● Goal of the exercise
Should pictures appear among the records, leave them out, and copy exactly only the lines from the first through the one with "# test: point at every instance of the maroon", inclusive.

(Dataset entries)
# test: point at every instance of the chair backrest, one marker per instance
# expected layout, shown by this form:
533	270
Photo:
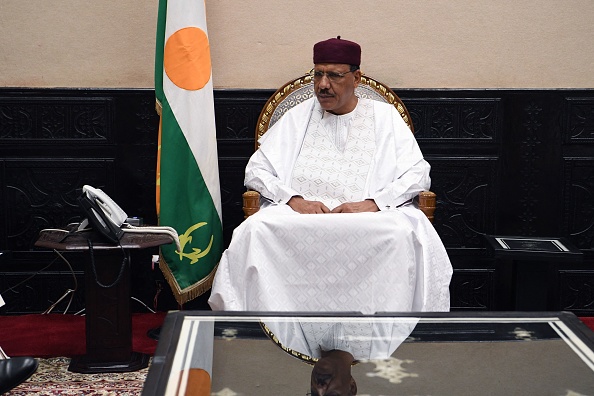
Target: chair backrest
301	89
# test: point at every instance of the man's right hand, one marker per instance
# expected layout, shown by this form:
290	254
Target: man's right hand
303	206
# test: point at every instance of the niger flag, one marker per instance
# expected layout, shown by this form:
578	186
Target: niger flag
188	191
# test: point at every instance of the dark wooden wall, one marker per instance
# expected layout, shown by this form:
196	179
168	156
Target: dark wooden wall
505	162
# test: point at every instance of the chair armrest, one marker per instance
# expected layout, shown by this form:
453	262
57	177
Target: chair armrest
251	203
427	204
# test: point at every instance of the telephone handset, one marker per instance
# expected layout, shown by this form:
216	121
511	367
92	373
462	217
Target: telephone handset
103	213
110	220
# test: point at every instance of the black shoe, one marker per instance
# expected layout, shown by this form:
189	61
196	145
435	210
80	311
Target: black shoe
15	371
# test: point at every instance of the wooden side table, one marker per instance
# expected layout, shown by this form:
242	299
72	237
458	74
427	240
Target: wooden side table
107	297
527	270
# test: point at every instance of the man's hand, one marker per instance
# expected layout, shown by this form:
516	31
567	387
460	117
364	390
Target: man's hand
355	207
303	206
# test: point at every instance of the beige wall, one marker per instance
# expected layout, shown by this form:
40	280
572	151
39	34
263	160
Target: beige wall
260	44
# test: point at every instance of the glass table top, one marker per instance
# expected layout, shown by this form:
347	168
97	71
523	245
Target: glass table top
506	353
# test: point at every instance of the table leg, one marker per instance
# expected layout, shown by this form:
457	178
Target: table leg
108	316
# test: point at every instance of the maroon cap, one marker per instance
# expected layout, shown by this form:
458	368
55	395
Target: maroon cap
337	50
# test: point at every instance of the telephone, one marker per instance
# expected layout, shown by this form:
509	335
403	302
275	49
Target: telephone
110	220
103	213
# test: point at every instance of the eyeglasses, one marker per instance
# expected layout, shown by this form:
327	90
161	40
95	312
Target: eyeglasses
332	76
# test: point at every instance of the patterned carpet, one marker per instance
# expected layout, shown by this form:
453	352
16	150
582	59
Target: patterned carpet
53	378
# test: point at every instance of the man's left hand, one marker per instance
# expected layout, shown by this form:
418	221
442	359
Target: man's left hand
356	207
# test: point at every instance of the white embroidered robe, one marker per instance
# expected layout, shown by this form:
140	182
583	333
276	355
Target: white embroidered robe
387	261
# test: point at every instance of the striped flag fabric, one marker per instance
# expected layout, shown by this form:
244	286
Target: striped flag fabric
188	190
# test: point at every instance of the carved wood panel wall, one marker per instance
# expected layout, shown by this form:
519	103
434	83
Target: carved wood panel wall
503	162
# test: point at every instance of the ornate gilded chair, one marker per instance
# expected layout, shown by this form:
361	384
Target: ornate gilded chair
301	89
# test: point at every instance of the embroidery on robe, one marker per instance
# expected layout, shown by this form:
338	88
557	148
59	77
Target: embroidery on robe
325	173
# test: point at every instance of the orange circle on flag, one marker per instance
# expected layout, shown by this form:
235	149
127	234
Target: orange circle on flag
186	58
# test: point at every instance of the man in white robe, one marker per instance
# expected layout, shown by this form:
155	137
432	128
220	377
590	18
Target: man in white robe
337	230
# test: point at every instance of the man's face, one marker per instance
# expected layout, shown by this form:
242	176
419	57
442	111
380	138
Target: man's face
330	377
334	86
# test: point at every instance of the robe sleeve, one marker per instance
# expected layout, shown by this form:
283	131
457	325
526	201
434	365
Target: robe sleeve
400	171
270	168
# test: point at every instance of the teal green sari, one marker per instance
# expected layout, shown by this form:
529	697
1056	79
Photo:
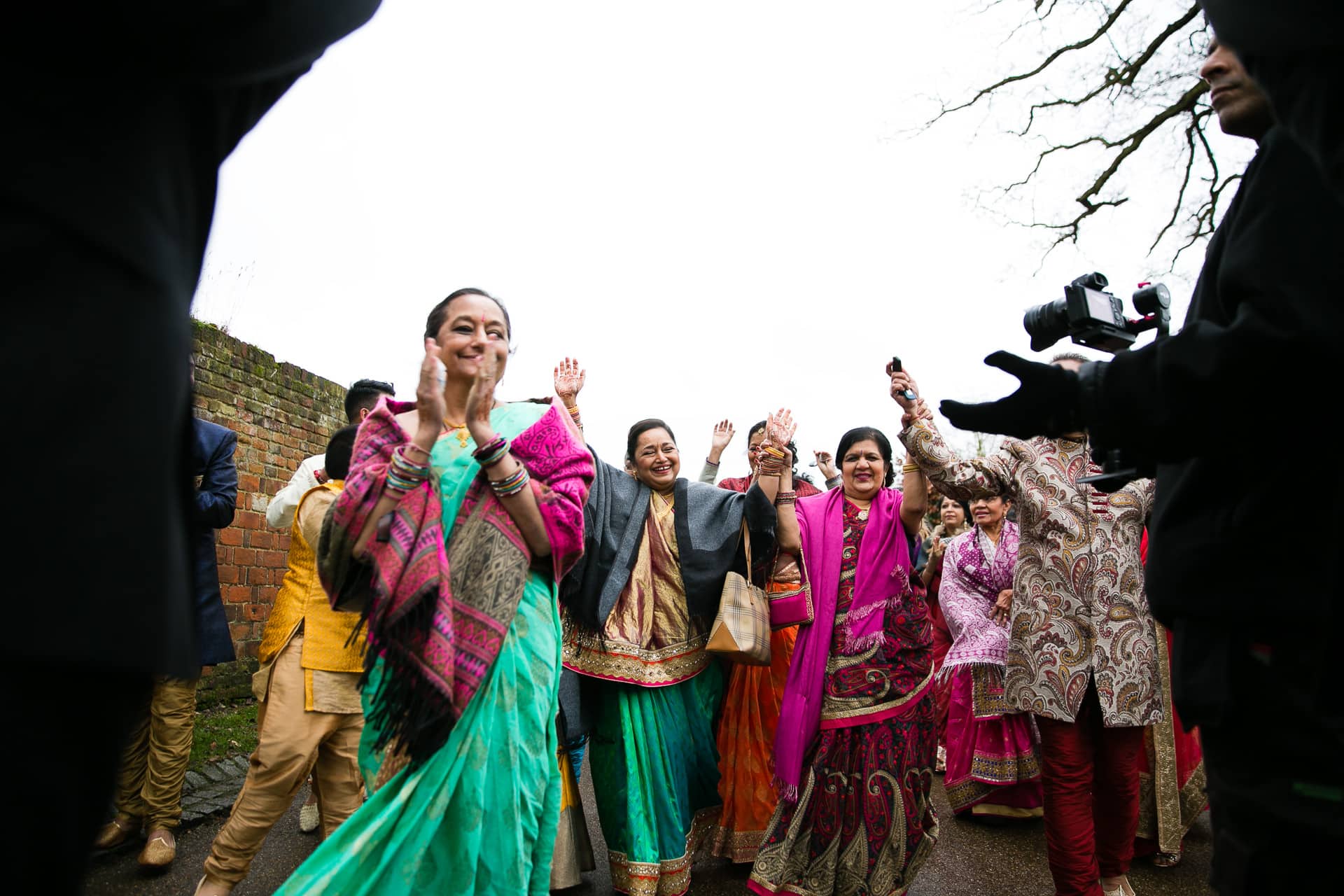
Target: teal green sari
656	778
479	817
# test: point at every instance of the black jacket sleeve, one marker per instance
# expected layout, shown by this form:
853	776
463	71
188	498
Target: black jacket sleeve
1261	328
218	493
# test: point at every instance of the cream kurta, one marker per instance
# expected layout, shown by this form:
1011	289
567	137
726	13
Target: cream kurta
1078	589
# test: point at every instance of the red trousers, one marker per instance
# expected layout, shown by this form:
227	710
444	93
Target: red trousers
1091	780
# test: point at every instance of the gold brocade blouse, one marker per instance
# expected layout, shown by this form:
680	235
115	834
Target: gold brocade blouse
650	638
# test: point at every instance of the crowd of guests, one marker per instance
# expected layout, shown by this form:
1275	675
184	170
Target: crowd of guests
475	601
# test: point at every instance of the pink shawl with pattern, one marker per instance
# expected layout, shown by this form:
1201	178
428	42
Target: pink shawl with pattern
440	610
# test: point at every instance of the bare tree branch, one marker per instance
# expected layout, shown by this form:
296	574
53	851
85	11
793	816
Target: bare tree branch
1086	42
1123	77
1140	77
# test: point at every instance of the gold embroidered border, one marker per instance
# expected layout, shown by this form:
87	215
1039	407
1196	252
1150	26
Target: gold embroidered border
625	663
967	793
986	700
1007	812
671	878
1008	770
736	846
1163	758
881	707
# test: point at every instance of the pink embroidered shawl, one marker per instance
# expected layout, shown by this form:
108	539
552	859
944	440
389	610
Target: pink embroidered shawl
971	584
882	580
438	612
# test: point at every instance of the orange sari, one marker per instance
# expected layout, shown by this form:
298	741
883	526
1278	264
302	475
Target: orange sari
746	736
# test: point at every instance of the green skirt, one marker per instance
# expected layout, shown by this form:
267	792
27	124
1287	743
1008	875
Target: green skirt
479	817
656	778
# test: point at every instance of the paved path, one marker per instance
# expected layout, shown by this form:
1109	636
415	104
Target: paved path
971	859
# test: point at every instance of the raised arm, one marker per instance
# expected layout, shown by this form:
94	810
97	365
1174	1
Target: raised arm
914	491
569	383
720	441
280	511
987	476
774	477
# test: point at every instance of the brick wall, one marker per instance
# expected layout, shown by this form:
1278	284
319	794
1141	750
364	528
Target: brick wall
281	414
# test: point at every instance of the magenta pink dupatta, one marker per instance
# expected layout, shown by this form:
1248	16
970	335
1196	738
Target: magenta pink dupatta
882	580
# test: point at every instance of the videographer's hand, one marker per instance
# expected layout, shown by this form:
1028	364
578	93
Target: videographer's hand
1049	402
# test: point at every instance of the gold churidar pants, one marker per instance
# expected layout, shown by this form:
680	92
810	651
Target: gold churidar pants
288	741
153	764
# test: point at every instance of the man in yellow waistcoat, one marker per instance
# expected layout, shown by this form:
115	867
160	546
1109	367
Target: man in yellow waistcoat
308	687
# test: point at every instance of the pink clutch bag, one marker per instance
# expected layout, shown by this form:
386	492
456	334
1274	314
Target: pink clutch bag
790	596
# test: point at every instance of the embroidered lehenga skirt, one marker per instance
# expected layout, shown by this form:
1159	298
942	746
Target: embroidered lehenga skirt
992	763
655	777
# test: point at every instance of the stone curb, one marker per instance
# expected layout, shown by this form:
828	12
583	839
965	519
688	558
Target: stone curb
213	789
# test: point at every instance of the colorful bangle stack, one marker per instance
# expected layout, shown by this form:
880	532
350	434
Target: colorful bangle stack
491	453
512	484
403	475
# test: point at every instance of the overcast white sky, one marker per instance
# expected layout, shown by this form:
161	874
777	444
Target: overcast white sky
717	207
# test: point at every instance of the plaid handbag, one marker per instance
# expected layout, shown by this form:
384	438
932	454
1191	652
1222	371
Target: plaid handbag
741	630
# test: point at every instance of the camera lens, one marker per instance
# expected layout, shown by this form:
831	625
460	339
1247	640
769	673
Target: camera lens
1046	324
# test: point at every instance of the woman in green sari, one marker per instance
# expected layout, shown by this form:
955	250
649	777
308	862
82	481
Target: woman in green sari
464	630
638	613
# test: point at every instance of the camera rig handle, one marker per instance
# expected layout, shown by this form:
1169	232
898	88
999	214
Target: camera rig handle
1155	302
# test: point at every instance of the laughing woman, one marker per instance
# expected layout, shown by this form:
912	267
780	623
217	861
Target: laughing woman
855	745
486	503
638	608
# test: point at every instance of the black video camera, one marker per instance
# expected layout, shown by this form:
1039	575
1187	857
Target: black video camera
1096	318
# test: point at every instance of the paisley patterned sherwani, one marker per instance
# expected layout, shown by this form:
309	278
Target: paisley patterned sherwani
1078	605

● Output for this exercise
# test: point at every instance of the chair backrest, one marker per instance
# expected layout, shown by this form:
533	270
Photo:
Target: chair backrest
301	89
# test: point at every instance of the man's right hand, one marker per instance
# expected layout, shown by this form:
290	254
Target: man's right hand
303	206
# test: point at every instance of the niger flag, one marker per instance
# expected layout, shown by this form:
578	186
Target: niger flag
188	191
# test: point at every instance of the dark wooden wall, one marker per instance
# expected layout, shown by this form:
196	179
168	156
Target: dark wooden wall
505	162
# test: point at every instance of the chair armrest, one marker per instance
# expected layout, shown by this form:
453	262
57	177
Target: chair armrest
251	203
427	204
# test: point at every instance of the telephone handset, one marker per instance
# expected layout, shown by this form:
216	121
511	367
92	373
462	217
Target: telephone handset
103	213
110	220
# test: point at every instance of the black shoe, one marker per instance
# expected layout, shown by this form:
189	61
196	145
435	210
80	311
Target: black shoe
15	371
# test: point at every instance of the wooden side table, one marker per instance
# expected layout, shown by this form:
242	299
72	237
458	74
427	240
Target: wooden side table
107	297
527	270
# test: point at every instance of the man's hand, one marker per instance
# expected layout, shown by this form:
516	31
567	387
460	117
364	390
Target: man's hand
355	207
303	206
# test: point at every instance of the beige wall, one marker per instance
# expected layout, shown by this form:
40	280
572	151
39	34
263	160
Target: beige wall
260	44
# test: point at every instance of the glass table top, one marker per instance
# expected layout, shown by this form:
347	168
97	71
523	245
Target: glass table top
506	353
# test: point at every instance of the table leg, one marker per instance
# expected layout, shown by this form:
457	178
Target: table leg
108	316
# test: point at every instance of the maroon cap, one marker per instance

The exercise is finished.